Can you transcribe every record below exactly as it appears?

■ Excerpt from a dataset
_____
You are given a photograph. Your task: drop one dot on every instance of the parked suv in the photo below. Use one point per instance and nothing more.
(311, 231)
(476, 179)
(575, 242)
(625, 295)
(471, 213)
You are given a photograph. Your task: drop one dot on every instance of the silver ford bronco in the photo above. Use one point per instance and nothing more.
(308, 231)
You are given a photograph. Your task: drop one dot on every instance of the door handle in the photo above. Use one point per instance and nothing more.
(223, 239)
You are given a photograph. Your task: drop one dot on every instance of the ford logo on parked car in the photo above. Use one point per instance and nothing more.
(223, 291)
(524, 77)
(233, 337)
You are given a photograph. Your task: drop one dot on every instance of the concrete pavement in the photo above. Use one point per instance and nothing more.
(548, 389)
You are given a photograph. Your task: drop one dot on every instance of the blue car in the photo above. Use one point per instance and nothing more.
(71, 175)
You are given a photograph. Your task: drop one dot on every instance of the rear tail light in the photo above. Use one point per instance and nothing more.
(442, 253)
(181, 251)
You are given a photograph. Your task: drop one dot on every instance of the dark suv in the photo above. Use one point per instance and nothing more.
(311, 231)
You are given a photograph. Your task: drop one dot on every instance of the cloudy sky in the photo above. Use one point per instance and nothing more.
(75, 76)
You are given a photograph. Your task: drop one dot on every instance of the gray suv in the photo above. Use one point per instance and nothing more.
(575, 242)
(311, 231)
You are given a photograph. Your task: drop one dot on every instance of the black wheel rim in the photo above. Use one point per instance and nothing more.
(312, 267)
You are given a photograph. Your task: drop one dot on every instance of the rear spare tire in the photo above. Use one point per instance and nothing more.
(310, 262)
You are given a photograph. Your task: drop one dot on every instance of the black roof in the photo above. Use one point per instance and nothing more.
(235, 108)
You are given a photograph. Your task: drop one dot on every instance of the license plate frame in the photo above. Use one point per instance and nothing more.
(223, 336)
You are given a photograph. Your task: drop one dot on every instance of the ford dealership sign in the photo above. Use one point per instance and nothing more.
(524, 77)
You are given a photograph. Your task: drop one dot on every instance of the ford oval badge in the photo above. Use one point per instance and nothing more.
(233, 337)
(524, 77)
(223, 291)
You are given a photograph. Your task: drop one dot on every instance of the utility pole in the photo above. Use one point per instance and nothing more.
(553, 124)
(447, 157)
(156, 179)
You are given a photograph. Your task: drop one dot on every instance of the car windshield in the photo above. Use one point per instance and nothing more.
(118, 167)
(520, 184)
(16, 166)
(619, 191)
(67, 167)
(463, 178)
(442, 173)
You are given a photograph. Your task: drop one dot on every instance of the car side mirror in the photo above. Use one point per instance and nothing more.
_____
■ Answer to the task
You are given a photograph. Your task: drop one dot on every instance of the parked suv in the photo below. Use one point per instance and nothing more.
(311, 231)
(476, 179)
(575, 242)
(625, 295)
(471, 213)
You are given a photograph. Your task: drop one dot on every instance of the silver ford bronco in the photo above. Use one point per instance and nothing more.
(308, 231)
You are given a photograph. Your task: drop one dot on every instance of the door handle in the photo above. Use one point per instance and nothing more.
(223, 239)
You are given a photograph. Your task: drop one dot on every instance of the ford logo on parked car in the photo above. Use one point per instance and nothing more.
(223, 291)
(524, 77)
(233, 337)
You are given a photograph. Your task: drop one dot on every instance of the concrete pavement in the photo above. Use one point per instance and nothing more.
(548, 389)
You are given a photograph. Your task: drop one dot on every instance of the blue car in the photo above. Use one point per instance and nothing more.
(71, 175)
You are given a photograph. Your task: drop one dot on every instance of the rear tail light in the photo above. Use one point per instance and nothing more.
(442, 253)
(181, 251)
You are given a photograph. Your task: drop one dot on every instance of the dark suv in the photo above. Use one point per instance and nothing more.
(311, 231)
You are given a photograph. Your task: drop one dot on every instance of the cloudy sky in the photo above. Use one point per instance and nothing more.
(75, 76)
You are given a photograph. Your task: drop one dot on every instance of the gray suv in the photo above. Use one point per instance and nothing more.
(575, 242)
(311, 231)
You are given a photograph. Your task: drop one dot on every instance of the black wheel rim in the photo above. Use one point per instance and nothing more.
(312, 267)
You are given a photograph. Your task: drop one dot on every instance of the rear spare tire in the photo above. Use one point per instance and nothing more.
(310, 262)
You are given a photograph. Your task: drop one dot on every instance of the black roof in the photo above. Use one point per instance and nothing more.
(235, 108)
You are given a photograph. Your task: drop one dot on every instance of the license plate frame in the photo above. Use one point per instance and nothing more.
(223, 336)
You are given a photograph. Your task: drop one dot on every instance of the ford dealership sign in the photo above. Use one point per instance and nothing more.
(524, 77)
You are given a photograph. Your task: drop one dot on every instance of the ford oval badge in the photo above. Use one point per instance and nothing more.
(233, 337)
(524, 77)
(223, 291)
You are given a photograph. Your task: drop one dot on every instance of the utility pole in the photo above. Use one point per instance and nothing more.
(553, 124)
(447, 157)
(156, 179)
You are given a photograph. Your task: drop one dot on every instance of the car windshield in the photo above. Use one point per instance and nothing more.
(118, 167)
(520, 184)
(16, 166)
(619, 191)
(67, 167)
(463, 178)
(442, 173)
You are given a photograph. Your task: drop one dot on every instance of the car side mirror in the photo above. Use one point per instance and nothing more.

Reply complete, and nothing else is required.